WRITTEN TASK: Rewrite the data below, swapping "dried flower head" for "withered bloom" and leaving every other character as it is.

INPUT:
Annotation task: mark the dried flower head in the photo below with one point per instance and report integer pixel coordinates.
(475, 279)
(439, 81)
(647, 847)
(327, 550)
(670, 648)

ANSWER TO THE PROBLEM:
Annotation task: mark the withered bloom in the photo below with one point per instance and report integer pixel coordinates.
(475, 279)
(439, 81)
(647, 847)
(327, 550)
(670, 648)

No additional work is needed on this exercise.